### Activity
All records are to be printed again exactly as they appear.

Dataset entries:
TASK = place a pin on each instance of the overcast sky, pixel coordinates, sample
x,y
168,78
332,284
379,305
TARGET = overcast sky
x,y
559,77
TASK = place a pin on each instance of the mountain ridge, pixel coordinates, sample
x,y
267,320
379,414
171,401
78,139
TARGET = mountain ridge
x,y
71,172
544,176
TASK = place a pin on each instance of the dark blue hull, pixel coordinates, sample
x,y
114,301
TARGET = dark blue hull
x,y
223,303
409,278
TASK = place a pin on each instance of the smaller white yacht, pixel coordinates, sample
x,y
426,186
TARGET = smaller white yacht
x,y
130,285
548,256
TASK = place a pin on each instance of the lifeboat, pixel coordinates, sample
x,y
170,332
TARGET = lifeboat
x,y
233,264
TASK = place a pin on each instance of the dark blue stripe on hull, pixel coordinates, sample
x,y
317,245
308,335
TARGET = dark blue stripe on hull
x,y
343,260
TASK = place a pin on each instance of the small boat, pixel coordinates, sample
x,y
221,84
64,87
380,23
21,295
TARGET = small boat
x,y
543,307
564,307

### Completed exercise
TASK = place a pin on each instance of the overcast sky, pixel coordinates, sample
x,y
168,78
332,284
379,305
TARGET = overcast sky
x,y
559,77
TASK = place a pin on each instance of the mountain ridge, pixel coordinates, sample
x,y
267,320
379,414
171,401
78,139
TARGET = mountain ridge
x,y
71,172
544,176
TASK = place a pin on each instance of the dark blue hull, pixel coordinates, sample
x,y
114,301
TARGET = dark blue hull
x,y
223,303
409,278
TASK = place a pin on each instance of the smaller white yacht, pixel coordinates, sample
x,y
426,186
TARGET = smaller white yacht
x,y
130,285
548,256
TASK = place a pin on each instance of the lifeboat, pixel coordinates, sample
x,y
170,332
TARGET = lifeboat
x,y
233,264
TASK = place a pin on each instance of the dark blue stripe on hull, pixel coordinates, sample
x,y
317,245
308,335
TARGET = dark blue stripe on hull
x,y
343,260
TASK = place a pin on each instance of the small boat, pixel coordinates, sample
x,y
221,84
64,87
380,23
21,295
TARGET = small boat
x,y
543,307
564,307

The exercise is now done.